» **EXTRACTED ENTRIES**

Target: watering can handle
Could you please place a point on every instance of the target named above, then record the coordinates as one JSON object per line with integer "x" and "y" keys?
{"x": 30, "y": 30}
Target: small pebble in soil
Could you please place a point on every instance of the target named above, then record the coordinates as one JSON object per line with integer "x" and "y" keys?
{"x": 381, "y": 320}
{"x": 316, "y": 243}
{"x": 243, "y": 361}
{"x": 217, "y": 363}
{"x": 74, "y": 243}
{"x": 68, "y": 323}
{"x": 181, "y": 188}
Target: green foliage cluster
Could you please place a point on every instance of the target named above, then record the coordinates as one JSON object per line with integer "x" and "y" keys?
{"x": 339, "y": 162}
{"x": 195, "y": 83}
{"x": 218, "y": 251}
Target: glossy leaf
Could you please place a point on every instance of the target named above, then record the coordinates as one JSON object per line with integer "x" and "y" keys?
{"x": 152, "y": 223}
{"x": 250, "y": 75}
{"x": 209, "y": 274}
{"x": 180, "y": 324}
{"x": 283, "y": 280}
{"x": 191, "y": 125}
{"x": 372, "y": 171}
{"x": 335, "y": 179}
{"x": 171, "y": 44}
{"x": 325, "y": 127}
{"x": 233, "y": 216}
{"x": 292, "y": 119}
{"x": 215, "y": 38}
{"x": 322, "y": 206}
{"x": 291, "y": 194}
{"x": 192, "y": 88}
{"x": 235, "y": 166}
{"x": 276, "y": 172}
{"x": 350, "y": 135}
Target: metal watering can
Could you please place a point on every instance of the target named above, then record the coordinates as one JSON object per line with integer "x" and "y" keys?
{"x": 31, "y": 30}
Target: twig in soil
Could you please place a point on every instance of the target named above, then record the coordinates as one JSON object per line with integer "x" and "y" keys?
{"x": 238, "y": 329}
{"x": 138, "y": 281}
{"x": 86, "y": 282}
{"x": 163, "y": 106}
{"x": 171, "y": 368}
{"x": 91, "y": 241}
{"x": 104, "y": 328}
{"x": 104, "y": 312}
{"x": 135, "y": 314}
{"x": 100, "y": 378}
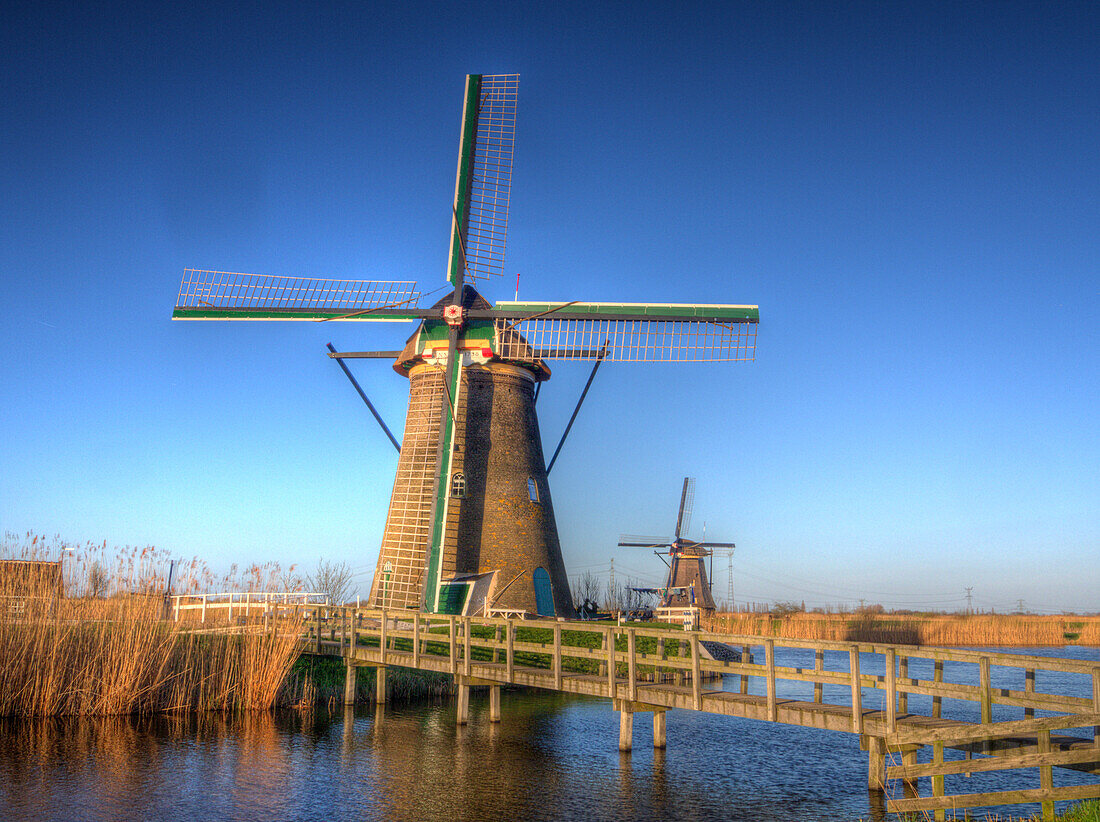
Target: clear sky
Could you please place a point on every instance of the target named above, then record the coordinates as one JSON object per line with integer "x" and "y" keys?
{"x": 910, "y": 192}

» **WHAT YOU ARE ASKED TO DO**
Format all of the records above as a two-column CSV with the header record_text,answer and one row per record. Place each record's text and its answer in a single quoted field, replace line breaks with spaces, and omit the pictures.

» **SOLUTION FOR THIS TASK**
record_text,answer
"Target: watering can handle Could you please place a point on every instance of the target named above, then record the coordinates as one JSON object per line with integer ""x"" and ""y"" keys?","{""x"": 30, ""y"": 30}"
"Target: small pebble in soil Could you please place a point on every instance of the target named above, then record the coordinates as one JSON object per line with integer ""x"" and ""y"" keys?","{""x"": 381, ""y"": 320} {""x"": 316, ""y"": 243} {""x"": 243, ""y"": 361} {""x"": 217, ""y"": 363} {""x"": 74, ""y"": 243} {""x"": 68, ""y"": 323} {""x"": 181, ""y"": 188}"
"Target: green foliage cluster Could you please place a point on every instance of the target named above, then record the coordinates as one JSON object per line with integer ""x"" and ""y"" keys?","{""x"": 339, ""y"": 162} {""x"": 195, ""y"": 83} {""x"": 218, ""y"": 251}"
"Target: glossy leaf Could you please place a point on every instance of the target named above, then record the coordinates as one JSON object per line with integer ""x"" and ""y"" keys?","{""x"": 152, ""y"": 223} {""x"": 250, ""y"": 75} {""x"": 209, ""y"": 274} {""x"": 180, ""y"": 324} {""x"": 283, ""y"": 280} {""x"": 191, ""y"": 125} {""x"": 372, ""y"": 171} {""x"": 335, ""y"": 179} {""x"": 171, ""y"": 44} {""x"": 325, ""y"": 127} {""x"": 233, ""y"": 216} {""x"": 292, ""y"": 119} {""x"": 215, ""y"": 38} {""x"": 322, ""y"": 206} {""x"": 291, ""y"": 194} {""x"": 192, ""y"": 88} {""x"": 235, ""y"": 166} {""x"": 276, ""y"": 172} {""x"": 350, ""y"": 135}"
"Target: metal watering can Could you please place a point on every instance of the target named above, then record the coordinates as one JSON object per line with integer ""x"" and ""y"" keys?","{""x"": 31, ""y"": 30}"
"Target: twig in soil Could you please place a point on every instance of the target named above, then record the coordinates as one JSON object per line with integer ""x"" and ""y"" keys?","{""x"": 238, ""y"": 329} {""x"": 138, ""y"": 281} {""x"": 86, ""y"": 282} {""x"": 163, ""y"": 106} {""x"": 171, ""y"": 368} {""x"": 91, ""y"": 241} {""x"": 104, ""y"": 328} {""x"": 104, ""y"": 312} {""x"": 135, ""y"": 314} {""x"": 100, ""y"": 378}"
"Target: clear sky Could you please place a point on every instance of the target named above, then record the coordinates as one JSON object per line with integer ""x"" and ""y"" keys?","{""x"": 910, ""y"": 192}"